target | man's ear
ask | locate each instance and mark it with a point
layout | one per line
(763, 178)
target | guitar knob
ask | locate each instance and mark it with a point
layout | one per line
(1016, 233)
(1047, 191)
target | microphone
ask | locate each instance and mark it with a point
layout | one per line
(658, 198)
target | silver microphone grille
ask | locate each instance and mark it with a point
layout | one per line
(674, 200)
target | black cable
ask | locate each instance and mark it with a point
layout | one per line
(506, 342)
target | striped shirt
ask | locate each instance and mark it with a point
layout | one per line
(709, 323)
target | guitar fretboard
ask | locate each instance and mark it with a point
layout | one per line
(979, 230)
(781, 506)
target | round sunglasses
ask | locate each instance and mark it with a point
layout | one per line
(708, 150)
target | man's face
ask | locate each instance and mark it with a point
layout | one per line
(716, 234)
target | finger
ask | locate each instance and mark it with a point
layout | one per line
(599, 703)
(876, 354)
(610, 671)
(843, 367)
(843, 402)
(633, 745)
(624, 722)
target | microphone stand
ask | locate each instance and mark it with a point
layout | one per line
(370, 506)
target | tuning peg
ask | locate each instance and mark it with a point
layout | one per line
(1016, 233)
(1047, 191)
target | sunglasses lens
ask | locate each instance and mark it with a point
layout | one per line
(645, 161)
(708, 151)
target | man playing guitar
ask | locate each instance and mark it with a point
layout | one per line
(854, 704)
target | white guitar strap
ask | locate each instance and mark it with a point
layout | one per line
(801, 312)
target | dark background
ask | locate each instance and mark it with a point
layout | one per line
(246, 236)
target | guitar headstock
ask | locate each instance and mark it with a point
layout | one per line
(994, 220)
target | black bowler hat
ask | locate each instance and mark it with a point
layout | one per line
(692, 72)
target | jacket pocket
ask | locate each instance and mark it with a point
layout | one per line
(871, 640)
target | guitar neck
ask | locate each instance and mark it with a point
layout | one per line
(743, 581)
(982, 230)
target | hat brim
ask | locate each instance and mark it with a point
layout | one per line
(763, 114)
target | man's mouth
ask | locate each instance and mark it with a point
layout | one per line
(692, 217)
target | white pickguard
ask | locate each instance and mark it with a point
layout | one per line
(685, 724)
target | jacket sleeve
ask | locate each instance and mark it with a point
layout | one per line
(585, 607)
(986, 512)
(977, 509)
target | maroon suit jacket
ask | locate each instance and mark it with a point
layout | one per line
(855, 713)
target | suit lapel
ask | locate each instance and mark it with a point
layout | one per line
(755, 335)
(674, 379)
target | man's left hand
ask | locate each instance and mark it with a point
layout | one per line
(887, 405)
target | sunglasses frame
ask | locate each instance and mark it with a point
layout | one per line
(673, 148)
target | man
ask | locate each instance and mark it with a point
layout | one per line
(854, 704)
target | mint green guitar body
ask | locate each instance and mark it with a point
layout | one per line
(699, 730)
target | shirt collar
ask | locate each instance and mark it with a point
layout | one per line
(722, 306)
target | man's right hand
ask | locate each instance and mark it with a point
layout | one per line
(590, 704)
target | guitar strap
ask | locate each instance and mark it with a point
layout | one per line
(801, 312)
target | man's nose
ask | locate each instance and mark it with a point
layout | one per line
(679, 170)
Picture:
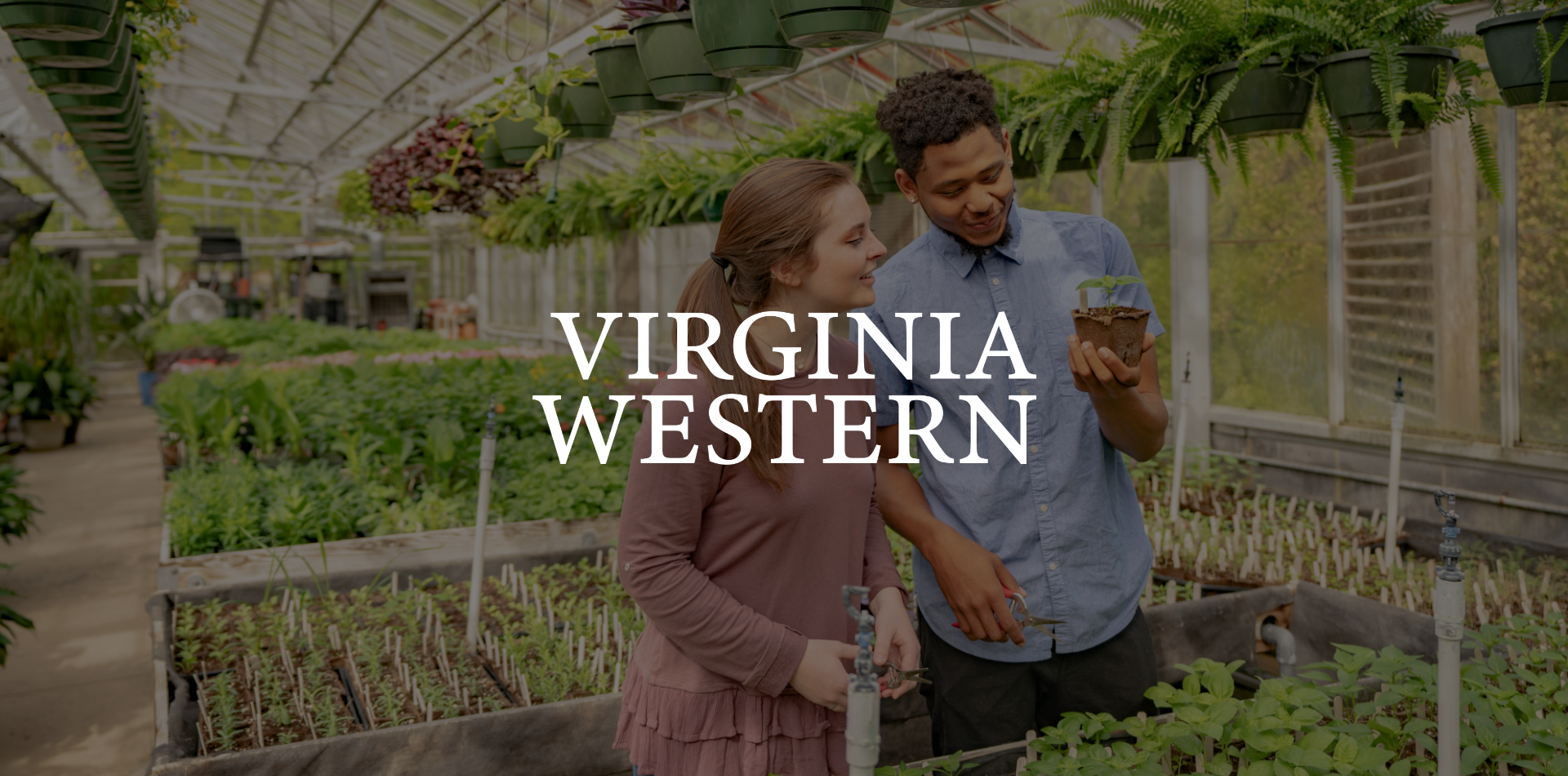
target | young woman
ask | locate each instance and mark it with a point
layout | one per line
(742, 670)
**********
Give a verbatim transcription of the entries, leaving out the pictures.

target | man's ear
ask | locate each instance and mark it with a point
layout | one per line
(763, 178)
target | guitar knob
ask | locate each instance and mark it with a point
layout | one per line
(1016, 233)
(1047, 191)
target | microphone
ask | locate each instance and mark it with a point
layout | one per line
(658, 198)
target | silver microphone grille
ask | locate each instance and mark it with a point
layout | one per line
(674, 200)
target | black cable
ask | locate each instance and mark it with a point
layout | one per line
(506, 342)
target | striped shirt
ask | locate each instance and mark it with a point
layout | one per line
(709, 323)
target | guitar fretboard
ask | locate each instance and mark it with a point
layout | one per line
(979, 230)
(781, 506)
target | round sunglasses
ask | locate each instance and mark it with a point
layout | one per line
(708, 150)
target | man's face
ask | locate each instance and mark it with a point
layout | one per line
(716, 234)
target | finger
ask | locate each instance and mark it with a point
layout | one per line
(599, 703)
(876, 354)
(610, 671)
(843, 367)
(843, 402)
(633, 745)
(624, 722)
target | microphone stand
ask | locate each instance and mark it with a point
layout | one per line
(370, 506)
target | tuning peg
ask | locate each instance and mark it with a point
layout | one per line
(1016, 233)
(1047, 191)
target | sunglasses lens
ask | locate each instance and mark it with a point
layout | one per line
(645, 161)
(708, 151)
target | man playing guitar
ask | locate each instance and mark it with a point
layout | one per line
(854, 704)
target | white guitar strap
ask | locate each instance and mark it with a point
layout | one per line
(801, 312)
target | dark background
ask | locate each instance and mark it with a point
layout | one per line
(246, 236)
target | guitar headstock
ask | locate each instance and mark it with a point
layout | one per line
(994, 220)
target | black bowler hat
ask | locate each instance and mark it with a point
layout | one per line
(692, 72)
target | jacket pocket
ask | locate each instance and mark it with a point
layout | one per line
(871, 640)
target | guitar neck
ask | locate each instance and mark it with a point
layout | one per line
(743, 581)
(982, 230)
target | hat brim
ask | locate each instance and mark it with a point
layout | one per line
(763, 114)
target | man's mouth
ask | locate each instance and mark it with a point
layout | one per line
(692, 217)
target | white pickguard
ask | locate each instance and mark it with a point
layout | one per line
(685, 724)
target | jacket sleeve
ask | locate each instance and mark it with a point
layout | one per line
(585, 607)
(986, 512)
(977, 509)
target | maroon suit jacket
ask | locate each instance and mark it with a point
layout | one per line
(855, 713)
target | suit lapel
ask | locate each instance and mark it with a point
layout | one per line
(755, 335)
(674, 379)
target | man's left hand
ask | locate each instance and mark it with a point
layout | one per line
(887, 405)
target | sunglasses frame
ask | locate each instance and mark it with a point
layout | one per line
(673, 148)
target | man
ask | locate each instance and mark it with a point
layout | one per line
(854, 704)
target | mint green guitar body
ask | locate each instance and mark it with a point
layout | one per line
(699, 730)
target | shirt collar
ask | locate each instance and mark it with a point
layout | one per line
(722, 306)
target | man's right hand
ask | locate each instance and mark it with a point
layout | one per line
(590, 704)
target | guitar strap
ask | locate each instance and mark it with a point
layout | one per line
(801, 312)
target | man's nose
ask | locate each instance and mark it with a point
layout | one per line
(679, 170)
Picture:
target | young woman
ask | locate each instance and mark it with a point
layout | one per line
(742, 670)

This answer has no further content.